▶ _What you have to do_
Each line shown below should be copied exactly.

▶ _Dataset_
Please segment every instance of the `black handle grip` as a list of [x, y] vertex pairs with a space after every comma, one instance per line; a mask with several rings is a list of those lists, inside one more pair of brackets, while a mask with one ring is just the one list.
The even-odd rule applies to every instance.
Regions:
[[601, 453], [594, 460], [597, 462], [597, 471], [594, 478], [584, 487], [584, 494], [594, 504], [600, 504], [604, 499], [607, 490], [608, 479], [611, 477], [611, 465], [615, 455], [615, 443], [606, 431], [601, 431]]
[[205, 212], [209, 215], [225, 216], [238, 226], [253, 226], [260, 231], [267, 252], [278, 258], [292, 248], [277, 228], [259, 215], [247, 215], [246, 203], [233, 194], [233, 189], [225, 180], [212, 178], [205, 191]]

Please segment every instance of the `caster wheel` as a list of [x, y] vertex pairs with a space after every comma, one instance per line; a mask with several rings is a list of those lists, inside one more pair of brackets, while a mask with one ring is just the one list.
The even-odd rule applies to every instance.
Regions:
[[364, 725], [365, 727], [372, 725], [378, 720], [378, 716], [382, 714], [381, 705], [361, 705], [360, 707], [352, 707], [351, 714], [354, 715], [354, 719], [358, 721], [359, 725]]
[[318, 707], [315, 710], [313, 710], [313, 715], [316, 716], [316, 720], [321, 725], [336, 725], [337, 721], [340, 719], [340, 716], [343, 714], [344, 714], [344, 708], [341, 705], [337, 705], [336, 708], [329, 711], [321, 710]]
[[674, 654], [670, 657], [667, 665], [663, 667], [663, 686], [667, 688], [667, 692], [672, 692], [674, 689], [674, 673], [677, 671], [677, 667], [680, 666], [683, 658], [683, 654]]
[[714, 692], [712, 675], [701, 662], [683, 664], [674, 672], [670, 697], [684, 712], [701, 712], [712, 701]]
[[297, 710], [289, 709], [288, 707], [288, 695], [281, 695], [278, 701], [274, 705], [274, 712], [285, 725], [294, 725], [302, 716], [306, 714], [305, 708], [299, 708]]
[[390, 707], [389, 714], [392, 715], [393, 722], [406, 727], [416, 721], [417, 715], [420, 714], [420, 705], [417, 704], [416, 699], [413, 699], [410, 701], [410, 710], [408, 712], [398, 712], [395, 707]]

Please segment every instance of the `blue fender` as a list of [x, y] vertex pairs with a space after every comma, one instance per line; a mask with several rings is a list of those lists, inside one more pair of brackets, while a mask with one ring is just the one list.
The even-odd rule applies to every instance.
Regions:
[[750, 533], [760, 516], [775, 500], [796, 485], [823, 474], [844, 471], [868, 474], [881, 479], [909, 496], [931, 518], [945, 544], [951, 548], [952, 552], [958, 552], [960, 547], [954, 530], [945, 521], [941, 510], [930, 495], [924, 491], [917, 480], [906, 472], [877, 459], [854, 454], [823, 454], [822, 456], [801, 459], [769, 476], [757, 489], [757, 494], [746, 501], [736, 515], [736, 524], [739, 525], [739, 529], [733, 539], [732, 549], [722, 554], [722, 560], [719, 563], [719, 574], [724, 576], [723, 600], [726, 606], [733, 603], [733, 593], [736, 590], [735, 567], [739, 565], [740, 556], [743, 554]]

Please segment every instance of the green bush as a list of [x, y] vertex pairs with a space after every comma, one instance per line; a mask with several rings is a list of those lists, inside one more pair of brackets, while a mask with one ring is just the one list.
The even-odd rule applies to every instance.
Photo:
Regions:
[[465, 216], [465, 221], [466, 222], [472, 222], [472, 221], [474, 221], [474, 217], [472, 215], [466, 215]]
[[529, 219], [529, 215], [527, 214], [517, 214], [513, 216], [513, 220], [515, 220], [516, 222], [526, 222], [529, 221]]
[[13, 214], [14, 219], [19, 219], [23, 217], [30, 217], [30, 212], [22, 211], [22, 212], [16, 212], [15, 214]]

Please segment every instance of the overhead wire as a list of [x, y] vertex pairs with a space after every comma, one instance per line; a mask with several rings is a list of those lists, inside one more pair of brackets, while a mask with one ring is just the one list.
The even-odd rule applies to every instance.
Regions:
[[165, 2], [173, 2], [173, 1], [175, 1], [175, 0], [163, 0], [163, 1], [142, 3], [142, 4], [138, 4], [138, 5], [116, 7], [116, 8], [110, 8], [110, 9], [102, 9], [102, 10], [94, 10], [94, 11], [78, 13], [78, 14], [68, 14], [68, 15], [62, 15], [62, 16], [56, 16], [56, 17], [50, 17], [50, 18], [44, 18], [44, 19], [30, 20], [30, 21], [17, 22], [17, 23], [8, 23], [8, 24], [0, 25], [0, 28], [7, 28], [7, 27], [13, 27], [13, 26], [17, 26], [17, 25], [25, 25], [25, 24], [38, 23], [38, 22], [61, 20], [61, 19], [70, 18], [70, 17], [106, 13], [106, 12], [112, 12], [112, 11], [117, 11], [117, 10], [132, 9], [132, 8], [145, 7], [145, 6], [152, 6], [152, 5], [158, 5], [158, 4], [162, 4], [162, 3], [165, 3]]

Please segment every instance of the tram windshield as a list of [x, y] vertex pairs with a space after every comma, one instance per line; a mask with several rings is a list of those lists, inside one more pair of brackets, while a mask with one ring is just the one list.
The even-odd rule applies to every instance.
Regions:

▶ _Answer for this exercise_
Please segment every instance of the `black handle grip` as a list of [x, y] vertex pairs with a space after every comma, one instance per line; a mask with several rings is a list of those lists, inside one more pair of brackets, while a mask with one ring is just the one list.
The even-odd rule applies to every instance.
Regions:
[[601, 453], [594, 460], [597, 462], [597, 471], [594, 478], [584, 487], [584, 494], [594, 504], [600, 504], [604, 499], [607, 490], [608, 479], [611, 477], [611, 465], [615, 455], [615, 443], [606, 431], [601, 431]]
[[205, 212], [209, 215], [225, 216], [238, 226], [253, 226], [260, 231], [267, 252], [278, 258], [292, 248], [277, 228], [259, 215], [247, 215], [246, 203], [233, 194], [233, 189], [225, 180], [212, 178], [205, 191]]

Please segment every instance of the `caster wheel` as a list of [x, y] vertex pairs with a space after every comma, one instance per line; a mask with several rings is a list of those lists, inside one more pair of brackets, while a mask with one ring is just the one list.
The even-odd rule applies to every instance.
Regions:
[[364, 725], [365, 727], [372, 725], [378, 720], [378, 716], [382, 714], [381, 705], [361, 705], [360, 707], [352, 707], [351, 714], [354, 715], [354, 719], [358, 721], [359, 725]]
[[318, 707], [315, 710], [313, 710], [313, 715], [316, 716], [316, 720], [321, 725], [336, 725], [337, 721], [340, 719], [340, 716], [343, 714], [344, 714], [344, 708], [341, 705], [337, 705], [336, 708], [329, 711], [321, 710]]
[[674, 654], [670, 657], [667, 665], [663, 667], [663, 686], [667, 688], [667, 692], [672, 692], [674, 689], [674, 673], [677, 671], [677, 667], [680, 666], [683, 658], [683, 654]]
[[714, 692], [712, 675], [701, 662], [683, 664], [674, 672], [670, 697], [684, 712], [701, 712], [712, 701]]
[[297, 710], [289, 709], [288, 707], [288, 695], [281, 695], [278, 701], [274, 705], [274, 712], [285, 725], [294, 725], [302, 716], [306, 714], [305, 708], [299, 708]]
[[390, 707], [389, 714], [392, 715], [393, 722], [406, 727], [416, 721], [417, 715], [420, 714], [420, 705], [417, 704], [416, 699], [413, 699], [410, 701], [410, 710], [408, 712], [398, 712], [395, 707]]

Please segment every instance of the `blue fender` as a list of [x, y] vertex pairs with a space after every comma, one instance per line; a mask with several rings is a list of those lists, inside one more pair of brackets, while a mask with one ring is just the one list.
The even-odd rule applies to every instance.
Regions:
[[750, 533], [760, 516], [775, 500], [796, 485], [823, 474], [844, 471], [868, 474], [881, 479], [909, 496], [931, 518], [945, 544], [951, 548], [952, 552], [958, 552], [960, 547], [954, 530], [945, 521], [941, 510], [930, 495], [924, 491], [917, 480], [906, 472], [877, 459], [854, 454], [823, 454], [822, 456], [801, 459], [769, 476], [757, 489], [757, 494], [746, 501], [736, 515], [736, 524], [739, 525], [739, 529], [733, 539], [732, 549], [722, 554], [722, 560], [719, 563], [719, 574], [724, 576], [723, 600], [726, 606], [733, 603], [733, 593], [736, 590], [735, 567], [739, 565], [740, 556], [743, 554]]

Please segment every instance of the green bush as a list of [x, y] vertex pairs with a space after every comma, one instance per line; a mask with several rings is a list of those lists, inside one more pair of brackets, while a mask with one ring is just the one list.
The even-odd rule applies to every instance.
Photo:
Regions:
[[465, 216], [465, 221], [466, 222], [472, 222], [472, 221], [474, 221], [474, 217], [472, 215], [466, 215]]
[[529, 219], [529, 215], [527, 214], [517, 214], [513, 216], [513, 220], [515, 220], [516, 222], [526, 222], [529, 221]]
[[13, 214], [14, 219], [19, 219], [23, 217], [30, 217], [30, 212], [22, 211], [22, 212], [16, 212], [15, 214]]

Please segment every instance of the overhead wire as a list of [x, y] vertex pairs with a space after every comma, one instance per line; a mask with several rings is a list of those lists, inside one more pair of brackets, while a mask with one ring is just the one list.
The even-odd rule applies to every instance.
Regions:
[[165, 2], [173, 2], [173, 1], [175, 1], [175, 0], [163, 0], [163, 1], [142, 3], [142, 4], [138, 4], [138, 5], [116, 7], [116, 8], [110, 8], [110, 9], [102, 9], [102, 10], [94, 10], [94, 11], [78, 13], [78, 14], [68, 14], [68, 15], [62, 15], [62, 16], [56, 16], [56, 17], [50, 17], [50, 18], [44, 18], [44, 19], [30, 20], [30, 21], [17, 22], [17, 23], [8, 23], [8, 24], [0, 25], [0, 28], [7, 28], [7, 27], [13, 27], [13, 26], [17, 26], [17, 25], [25, 25], [25, 24], [38, 23], [38, 22], [61, 20], [61, 19], [70, 18], [70, 17], [106, 13], [106, 12], [112, 12], [112, 11], [117, 11], [117, 10], [132, 9], [132, 8], [145, 7], [145, 6], [152, 6], [152, 5], [158, 5], [158, 4], [162, 4], [162, 3], [165, 3]]

Please segment every instance of the tram windshield as a list of [x, y] vertex pairs with a space after every comma, one instance per line; a mask with several rings is a list of those lists, inside one more pair of brackets, while a mask with one ring is just the one list.
The even-odd rule applies to every instance.
Regions:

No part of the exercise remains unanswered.